== Entries shown ==

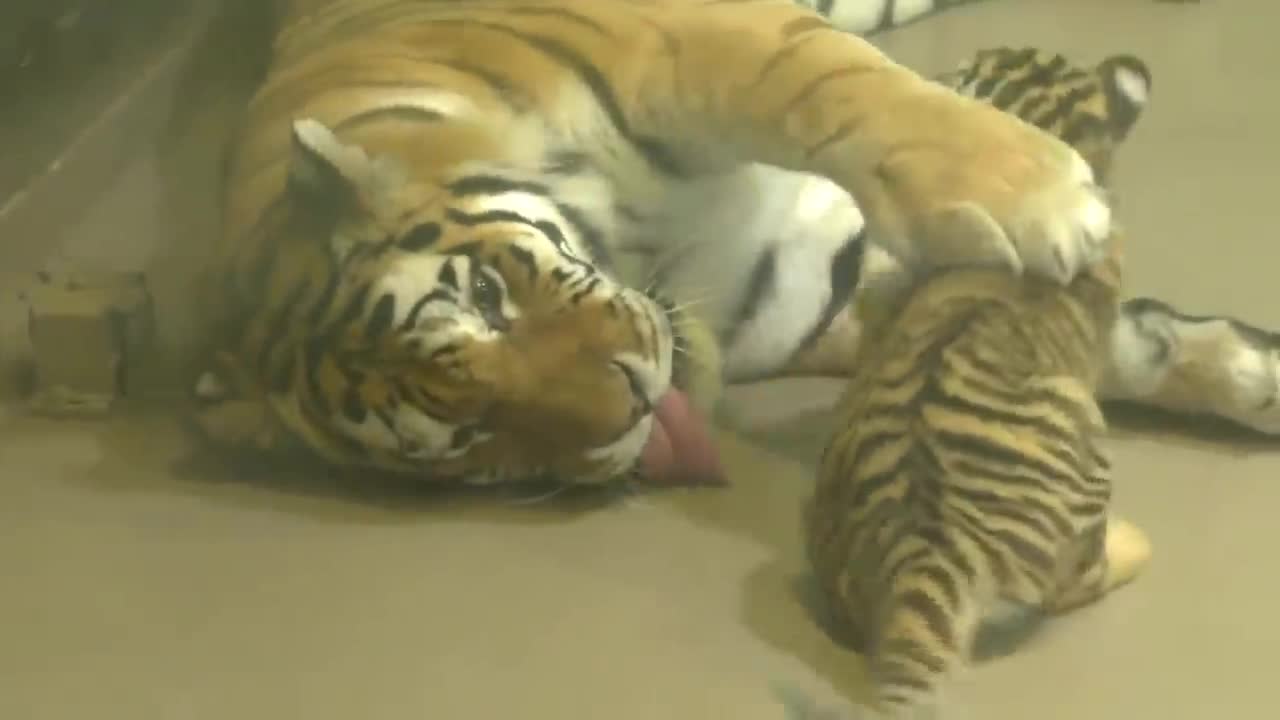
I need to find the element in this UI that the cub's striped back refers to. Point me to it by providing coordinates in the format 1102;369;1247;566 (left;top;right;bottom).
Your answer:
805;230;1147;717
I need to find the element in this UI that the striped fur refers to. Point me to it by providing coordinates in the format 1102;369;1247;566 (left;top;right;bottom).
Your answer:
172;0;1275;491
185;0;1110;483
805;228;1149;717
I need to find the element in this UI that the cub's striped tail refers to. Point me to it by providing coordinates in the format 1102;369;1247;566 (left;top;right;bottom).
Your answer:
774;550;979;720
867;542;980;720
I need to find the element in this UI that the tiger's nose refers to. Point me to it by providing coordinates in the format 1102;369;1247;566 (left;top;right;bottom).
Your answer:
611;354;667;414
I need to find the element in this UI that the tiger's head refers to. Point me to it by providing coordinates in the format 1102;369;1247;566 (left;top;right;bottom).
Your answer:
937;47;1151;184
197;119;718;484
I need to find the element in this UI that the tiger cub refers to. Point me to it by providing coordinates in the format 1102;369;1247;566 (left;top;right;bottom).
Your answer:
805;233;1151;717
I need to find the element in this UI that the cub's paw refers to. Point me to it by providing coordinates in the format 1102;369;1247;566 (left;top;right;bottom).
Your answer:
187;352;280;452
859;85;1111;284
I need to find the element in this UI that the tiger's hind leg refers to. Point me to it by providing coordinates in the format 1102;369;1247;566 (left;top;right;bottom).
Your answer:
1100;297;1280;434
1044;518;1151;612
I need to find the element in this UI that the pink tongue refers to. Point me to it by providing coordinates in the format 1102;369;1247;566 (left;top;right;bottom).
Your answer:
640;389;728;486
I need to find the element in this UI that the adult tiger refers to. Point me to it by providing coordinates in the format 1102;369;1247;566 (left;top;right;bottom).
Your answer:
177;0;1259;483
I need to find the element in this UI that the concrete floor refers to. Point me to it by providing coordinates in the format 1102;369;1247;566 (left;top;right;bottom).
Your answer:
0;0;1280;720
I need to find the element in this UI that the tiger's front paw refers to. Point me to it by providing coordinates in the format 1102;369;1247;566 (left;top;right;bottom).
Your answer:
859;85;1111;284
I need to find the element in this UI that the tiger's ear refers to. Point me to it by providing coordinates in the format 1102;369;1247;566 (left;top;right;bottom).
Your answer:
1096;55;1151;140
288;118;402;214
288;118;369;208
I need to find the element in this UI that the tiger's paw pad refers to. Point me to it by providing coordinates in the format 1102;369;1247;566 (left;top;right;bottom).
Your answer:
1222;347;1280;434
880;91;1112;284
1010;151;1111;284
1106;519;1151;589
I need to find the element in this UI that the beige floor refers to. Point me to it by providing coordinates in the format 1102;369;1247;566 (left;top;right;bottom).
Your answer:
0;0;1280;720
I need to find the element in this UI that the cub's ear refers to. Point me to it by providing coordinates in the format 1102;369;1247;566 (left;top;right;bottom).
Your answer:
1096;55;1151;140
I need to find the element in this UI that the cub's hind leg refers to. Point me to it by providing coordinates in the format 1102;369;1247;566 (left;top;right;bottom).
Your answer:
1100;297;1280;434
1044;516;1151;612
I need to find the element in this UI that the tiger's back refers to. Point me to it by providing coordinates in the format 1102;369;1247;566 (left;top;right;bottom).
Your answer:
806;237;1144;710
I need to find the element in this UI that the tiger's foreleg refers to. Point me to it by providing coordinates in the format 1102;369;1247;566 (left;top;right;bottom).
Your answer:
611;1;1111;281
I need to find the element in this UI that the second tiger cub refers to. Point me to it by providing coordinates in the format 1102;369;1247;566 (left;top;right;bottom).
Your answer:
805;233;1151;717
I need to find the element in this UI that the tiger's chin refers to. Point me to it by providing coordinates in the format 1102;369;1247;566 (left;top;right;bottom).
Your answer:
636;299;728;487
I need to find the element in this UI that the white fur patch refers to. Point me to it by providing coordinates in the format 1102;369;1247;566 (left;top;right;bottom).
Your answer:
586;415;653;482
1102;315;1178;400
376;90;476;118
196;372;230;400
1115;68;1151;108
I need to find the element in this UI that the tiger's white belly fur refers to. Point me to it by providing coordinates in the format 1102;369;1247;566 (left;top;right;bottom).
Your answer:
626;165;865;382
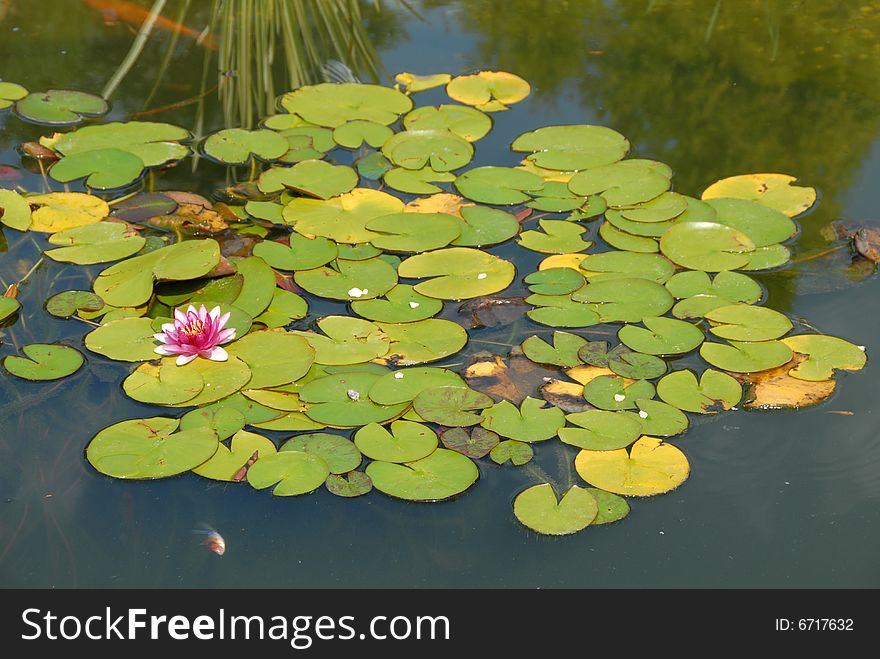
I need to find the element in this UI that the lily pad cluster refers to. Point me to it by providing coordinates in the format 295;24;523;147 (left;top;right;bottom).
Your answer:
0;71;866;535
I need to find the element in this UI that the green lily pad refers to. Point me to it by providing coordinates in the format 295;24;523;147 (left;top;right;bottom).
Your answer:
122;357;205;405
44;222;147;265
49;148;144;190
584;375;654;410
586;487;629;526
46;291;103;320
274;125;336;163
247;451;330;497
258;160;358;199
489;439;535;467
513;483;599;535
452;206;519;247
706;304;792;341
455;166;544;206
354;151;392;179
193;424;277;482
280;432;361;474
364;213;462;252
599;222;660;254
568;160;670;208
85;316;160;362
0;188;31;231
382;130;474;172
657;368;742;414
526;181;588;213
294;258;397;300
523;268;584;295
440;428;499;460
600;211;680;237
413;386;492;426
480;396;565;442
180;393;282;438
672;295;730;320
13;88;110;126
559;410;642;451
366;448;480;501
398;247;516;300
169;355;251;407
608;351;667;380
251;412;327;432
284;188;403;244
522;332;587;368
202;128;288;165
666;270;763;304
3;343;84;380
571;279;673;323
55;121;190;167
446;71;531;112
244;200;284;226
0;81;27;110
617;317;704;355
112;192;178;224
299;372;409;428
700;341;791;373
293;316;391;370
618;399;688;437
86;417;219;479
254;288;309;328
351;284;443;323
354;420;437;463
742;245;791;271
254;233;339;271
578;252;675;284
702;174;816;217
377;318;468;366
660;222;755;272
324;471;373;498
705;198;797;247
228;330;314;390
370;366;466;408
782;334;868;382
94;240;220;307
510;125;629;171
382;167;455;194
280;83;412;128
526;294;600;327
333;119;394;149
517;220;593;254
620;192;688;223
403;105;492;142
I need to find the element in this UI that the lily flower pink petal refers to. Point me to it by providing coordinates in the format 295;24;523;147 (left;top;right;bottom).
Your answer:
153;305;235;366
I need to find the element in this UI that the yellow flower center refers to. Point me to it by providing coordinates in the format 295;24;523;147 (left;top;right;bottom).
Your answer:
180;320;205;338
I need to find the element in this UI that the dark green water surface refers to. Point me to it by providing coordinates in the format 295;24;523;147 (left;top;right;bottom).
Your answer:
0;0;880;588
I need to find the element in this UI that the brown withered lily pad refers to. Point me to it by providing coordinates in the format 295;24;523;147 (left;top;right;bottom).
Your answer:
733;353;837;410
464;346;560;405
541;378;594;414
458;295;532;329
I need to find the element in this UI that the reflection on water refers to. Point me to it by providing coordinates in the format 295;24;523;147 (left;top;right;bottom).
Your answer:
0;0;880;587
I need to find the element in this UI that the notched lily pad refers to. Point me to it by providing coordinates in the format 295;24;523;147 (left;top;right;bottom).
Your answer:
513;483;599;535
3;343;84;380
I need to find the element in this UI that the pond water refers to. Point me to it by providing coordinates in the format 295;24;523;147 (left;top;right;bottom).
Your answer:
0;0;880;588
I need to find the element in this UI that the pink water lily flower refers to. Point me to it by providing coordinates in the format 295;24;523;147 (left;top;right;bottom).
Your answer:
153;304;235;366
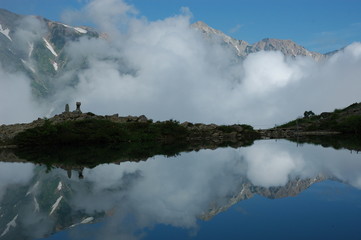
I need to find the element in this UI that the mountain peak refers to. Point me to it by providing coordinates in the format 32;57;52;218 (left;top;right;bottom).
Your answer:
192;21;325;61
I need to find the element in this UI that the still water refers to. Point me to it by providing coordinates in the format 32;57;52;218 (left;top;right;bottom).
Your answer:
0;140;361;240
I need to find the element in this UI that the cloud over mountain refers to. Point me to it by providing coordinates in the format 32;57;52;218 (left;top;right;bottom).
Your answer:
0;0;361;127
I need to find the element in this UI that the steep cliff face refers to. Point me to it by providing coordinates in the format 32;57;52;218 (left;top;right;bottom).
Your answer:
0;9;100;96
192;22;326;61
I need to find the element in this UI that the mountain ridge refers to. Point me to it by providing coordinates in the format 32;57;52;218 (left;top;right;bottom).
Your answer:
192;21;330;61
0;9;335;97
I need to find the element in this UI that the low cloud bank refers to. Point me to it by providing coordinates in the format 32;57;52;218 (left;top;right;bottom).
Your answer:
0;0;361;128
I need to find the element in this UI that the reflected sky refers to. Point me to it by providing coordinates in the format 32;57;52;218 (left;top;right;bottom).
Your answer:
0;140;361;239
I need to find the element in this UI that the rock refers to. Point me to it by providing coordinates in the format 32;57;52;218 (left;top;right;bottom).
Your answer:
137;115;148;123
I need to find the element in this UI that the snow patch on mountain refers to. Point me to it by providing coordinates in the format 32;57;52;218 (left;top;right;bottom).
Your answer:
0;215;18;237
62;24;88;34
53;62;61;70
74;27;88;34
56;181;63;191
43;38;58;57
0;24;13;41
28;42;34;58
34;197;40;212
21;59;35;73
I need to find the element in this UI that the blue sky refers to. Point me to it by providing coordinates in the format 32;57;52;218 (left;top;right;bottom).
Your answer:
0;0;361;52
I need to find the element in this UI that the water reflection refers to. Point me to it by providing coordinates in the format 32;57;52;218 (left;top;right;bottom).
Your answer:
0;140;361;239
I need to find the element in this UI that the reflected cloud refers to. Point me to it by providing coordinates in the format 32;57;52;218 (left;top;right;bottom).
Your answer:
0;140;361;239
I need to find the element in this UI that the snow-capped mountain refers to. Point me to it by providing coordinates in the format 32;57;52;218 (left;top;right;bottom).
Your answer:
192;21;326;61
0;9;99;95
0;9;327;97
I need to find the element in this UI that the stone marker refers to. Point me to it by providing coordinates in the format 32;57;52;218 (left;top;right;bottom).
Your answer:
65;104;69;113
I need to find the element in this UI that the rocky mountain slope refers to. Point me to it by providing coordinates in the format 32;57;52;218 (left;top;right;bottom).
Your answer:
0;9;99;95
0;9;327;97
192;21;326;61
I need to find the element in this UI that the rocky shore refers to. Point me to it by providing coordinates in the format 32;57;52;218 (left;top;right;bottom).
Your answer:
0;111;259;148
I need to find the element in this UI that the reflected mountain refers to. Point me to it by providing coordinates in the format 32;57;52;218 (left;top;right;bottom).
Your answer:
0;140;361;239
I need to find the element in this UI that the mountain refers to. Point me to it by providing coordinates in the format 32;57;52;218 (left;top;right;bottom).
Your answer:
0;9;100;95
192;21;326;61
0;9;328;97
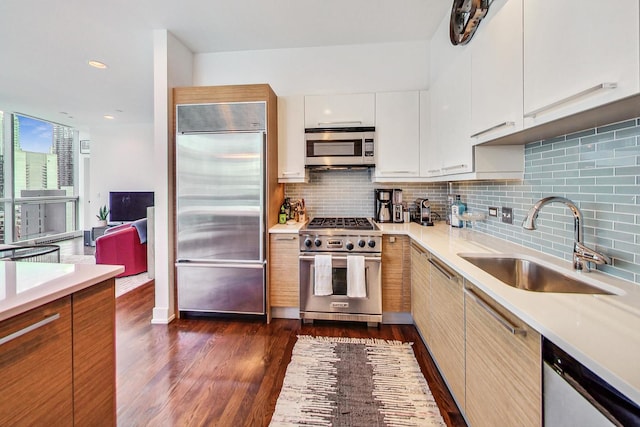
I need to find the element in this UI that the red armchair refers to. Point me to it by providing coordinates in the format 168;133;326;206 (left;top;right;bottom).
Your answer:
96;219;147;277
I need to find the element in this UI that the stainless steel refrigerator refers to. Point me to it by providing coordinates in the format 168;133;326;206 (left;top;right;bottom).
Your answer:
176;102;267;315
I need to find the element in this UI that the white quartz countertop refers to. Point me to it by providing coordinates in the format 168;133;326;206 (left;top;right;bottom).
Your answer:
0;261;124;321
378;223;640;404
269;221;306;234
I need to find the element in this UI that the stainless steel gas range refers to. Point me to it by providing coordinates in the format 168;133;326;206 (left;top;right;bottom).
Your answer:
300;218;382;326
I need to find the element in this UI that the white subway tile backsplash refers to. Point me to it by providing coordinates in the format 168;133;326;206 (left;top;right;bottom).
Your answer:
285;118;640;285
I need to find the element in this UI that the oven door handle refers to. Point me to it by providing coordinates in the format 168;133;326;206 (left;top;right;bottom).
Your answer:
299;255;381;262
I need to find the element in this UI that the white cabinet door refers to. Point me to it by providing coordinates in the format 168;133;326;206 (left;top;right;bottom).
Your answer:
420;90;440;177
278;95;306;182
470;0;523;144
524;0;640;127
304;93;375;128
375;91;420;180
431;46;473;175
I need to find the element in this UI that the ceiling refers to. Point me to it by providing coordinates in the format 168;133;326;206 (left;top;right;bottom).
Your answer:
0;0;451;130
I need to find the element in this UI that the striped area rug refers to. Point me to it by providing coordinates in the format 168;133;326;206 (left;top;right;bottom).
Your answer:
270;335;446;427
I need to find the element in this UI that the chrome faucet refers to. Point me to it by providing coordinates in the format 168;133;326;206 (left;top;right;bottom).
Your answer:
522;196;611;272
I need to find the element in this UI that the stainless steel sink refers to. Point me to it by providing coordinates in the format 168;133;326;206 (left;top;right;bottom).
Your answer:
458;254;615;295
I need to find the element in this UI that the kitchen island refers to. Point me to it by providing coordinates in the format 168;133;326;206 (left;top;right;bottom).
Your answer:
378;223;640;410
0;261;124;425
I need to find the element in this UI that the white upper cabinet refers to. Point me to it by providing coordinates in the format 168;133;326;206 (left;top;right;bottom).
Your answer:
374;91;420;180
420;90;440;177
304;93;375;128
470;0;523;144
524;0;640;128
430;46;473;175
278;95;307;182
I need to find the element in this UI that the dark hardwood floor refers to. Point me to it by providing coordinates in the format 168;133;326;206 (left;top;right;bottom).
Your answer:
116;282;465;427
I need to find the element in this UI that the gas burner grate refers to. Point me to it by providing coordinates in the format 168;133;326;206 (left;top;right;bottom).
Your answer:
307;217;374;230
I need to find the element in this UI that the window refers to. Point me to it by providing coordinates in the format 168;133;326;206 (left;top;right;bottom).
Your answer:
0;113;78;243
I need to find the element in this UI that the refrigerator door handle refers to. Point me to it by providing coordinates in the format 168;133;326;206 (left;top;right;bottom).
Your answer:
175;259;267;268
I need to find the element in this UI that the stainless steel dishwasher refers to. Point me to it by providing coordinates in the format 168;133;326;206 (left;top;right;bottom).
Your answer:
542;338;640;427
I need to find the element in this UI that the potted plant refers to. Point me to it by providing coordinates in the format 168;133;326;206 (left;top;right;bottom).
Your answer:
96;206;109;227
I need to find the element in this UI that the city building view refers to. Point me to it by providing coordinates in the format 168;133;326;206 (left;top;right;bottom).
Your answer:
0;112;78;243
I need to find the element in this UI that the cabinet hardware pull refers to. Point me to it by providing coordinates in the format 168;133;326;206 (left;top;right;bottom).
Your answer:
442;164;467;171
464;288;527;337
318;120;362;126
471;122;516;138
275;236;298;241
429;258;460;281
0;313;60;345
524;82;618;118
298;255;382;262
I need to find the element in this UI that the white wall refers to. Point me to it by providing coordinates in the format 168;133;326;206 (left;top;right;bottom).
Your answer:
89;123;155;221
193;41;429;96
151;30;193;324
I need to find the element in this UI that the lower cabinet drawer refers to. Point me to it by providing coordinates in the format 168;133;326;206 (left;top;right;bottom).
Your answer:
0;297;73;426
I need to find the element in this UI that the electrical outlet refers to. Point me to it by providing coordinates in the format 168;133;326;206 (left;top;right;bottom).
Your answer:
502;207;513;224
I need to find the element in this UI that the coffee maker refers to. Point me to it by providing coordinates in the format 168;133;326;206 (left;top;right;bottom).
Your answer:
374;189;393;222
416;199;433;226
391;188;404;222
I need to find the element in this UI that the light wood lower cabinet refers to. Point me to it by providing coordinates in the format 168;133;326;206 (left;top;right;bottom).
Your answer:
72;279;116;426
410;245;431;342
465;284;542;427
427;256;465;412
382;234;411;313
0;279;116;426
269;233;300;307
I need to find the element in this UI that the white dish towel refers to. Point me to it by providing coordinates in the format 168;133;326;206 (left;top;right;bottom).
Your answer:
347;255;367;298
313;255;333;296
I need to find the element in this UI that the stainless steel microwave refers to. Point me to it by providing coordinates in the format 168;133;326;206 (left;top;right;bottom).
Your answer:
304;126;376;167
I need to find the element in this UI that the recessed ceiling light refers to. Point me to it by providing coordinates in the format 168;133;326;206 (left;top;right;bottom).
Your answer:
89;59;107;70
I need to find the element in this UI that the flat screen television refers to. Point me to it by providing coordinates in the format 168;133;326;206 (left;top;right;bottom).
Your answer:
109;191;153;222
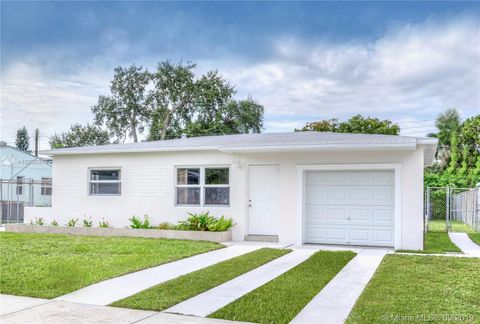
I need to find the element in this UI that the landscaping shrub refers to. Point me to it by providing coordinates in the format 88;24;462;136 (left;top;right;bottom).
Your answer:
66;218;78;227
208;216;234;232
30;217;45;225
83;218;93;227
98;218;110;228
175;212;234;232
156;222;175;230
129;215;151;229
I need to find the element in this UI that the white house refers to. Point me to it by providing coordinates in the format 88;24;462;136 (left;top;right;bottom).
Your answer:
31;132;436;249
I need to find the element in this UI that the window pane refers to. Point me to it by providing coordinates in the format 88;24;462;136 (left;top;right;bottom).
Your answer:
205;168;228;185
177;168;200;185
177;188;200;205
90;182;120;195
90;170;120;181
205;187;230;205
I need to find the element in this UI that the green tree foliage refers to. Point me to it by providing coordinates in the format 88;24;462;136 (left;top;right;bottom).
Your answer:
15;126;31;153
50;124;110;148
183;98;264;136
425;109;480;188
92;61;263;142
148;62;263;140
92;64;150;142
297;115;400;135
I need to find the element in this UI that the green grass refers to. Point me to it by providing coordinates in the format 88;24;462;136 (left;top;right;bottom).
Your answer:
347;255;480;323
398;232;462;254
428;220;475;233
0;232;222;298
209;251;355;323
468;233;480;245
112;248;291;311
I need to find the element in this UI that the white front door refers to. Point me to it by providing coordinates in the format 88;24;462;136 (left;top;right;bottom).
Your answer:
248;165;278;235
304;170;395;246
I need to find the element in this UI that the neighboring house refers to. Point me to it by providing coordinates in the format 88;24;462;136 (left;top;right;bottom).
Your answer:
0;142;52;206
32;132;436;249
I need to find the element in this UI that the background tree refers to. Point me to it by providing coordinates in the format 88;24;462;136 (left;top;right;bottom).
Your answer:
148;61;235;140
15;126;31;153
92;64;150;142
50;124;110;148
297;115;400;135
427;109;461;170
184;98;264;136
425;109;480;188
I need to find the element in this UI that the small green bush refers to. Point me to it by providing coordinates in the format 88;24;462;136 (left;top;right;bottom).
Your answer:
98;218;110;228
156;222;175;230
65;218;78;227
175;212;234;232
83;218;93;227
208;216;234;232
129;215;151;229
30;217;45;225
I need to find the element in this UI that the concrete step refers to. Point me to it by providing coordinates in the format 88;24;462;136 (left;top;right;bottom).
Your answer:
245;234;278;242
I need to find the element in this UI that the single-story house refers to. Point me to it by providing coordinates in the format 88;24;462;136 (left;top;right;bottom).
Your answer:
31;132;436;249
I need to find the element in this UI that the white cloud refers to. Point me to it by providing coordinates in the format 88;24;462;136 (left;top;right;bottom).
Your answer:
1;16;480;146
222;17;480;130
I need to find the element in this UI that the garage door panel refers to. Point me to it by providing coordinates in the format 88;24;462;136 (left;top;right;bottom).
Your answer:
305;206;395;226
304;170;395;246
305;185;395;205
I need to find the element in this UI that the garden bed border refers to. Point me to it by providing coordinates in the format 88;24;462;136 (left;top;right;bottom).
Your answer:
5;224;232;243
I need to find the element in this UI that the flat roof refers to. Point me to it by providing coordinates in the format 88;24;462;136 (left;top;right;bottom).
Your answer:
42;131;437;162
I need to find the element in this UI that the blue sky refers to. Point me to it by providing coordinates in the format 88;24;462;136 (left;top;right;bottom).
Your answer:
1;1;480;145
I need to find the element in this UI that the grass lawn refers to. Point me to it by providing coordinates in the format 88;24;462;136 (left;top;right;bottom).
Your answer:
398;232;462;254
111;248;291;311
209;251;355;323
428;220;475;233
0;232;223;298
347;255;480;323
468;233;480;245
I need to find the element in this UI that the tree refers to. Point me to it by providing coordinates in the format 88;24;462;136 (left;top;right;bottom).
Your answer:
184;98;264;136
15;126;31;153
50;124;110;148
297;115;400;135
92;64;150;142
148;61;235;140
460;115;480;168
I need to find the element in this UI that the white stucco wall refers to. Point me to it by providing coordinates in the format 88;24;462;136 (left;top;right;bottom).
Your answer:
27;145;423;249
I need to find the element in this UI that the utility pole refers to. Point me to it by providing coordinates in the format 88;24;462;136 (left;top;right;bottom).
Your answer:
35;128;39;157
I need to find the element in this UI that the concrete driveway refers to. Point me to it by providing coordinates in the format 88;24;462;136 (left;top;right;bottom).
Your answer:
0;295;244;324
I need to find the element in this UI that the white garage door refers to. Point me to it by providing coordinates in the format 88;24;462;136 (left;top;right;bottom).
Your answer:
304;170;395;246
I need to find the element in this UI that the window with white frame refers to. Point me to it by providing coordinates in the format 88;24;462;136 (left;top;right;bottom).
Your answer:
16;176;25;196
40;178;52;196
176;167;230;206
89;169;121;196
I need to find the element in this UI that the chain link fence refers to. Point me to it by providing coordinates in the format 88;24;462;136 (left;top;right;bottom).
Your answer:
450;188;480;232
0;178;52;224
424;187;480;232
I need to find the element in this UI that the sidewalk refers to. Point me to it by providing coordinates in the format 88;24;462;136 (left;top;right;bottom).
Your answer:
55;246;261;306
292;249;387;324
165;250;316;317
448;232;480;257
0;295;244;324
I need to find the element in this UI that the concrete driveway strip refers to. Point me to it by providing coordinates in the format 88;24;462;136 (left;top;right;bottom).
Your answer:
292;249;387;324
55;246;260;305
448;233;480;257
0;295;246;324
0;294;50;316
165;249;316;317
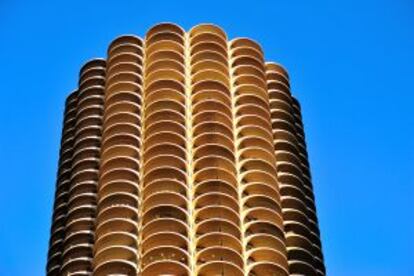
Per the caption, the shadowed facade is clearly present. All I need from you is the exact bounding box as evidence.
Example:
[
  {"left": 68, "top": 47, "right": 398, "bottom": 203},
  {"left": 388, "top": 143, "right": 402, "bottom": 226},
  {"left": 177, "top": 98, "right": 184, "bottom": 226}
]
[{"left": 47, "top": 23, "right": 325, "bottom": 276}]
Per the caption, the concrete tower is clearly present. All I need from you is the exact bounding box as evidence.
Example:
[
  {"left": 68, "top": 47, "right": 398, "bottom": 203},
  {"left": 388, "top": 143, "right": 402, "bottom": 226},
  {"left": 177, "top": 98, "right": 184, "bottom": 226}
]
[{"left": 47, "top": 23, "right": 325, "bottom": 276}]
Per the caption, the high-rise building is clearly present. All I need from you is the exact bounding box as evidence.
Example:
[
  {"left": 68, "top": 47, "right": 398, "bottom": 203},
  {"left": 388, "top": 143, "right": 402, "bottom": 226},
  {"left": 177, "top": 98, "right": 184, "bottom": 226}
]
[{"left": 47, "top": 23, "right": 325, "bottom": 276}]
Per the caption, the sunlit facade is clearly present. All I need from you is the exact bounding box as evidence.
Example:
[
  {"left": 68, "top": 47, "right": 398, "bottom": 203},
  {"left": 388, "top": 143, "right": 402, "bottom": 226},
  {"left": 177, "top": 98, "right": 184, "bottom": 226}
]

===

Return each line of the data above that contains the string "ceiling". Case counts.

* _Response below_
I need to find the element in this UI that the ceiling refers to. Point me to it by providing coordinates in the format 168;133;326;206 (left;top;right;bottom).
I need to find the element in this UI that the recessed ceiling light refers to. Point me to it by providing coordinates in the format 168;133;326;206 (left;top;right;bottom).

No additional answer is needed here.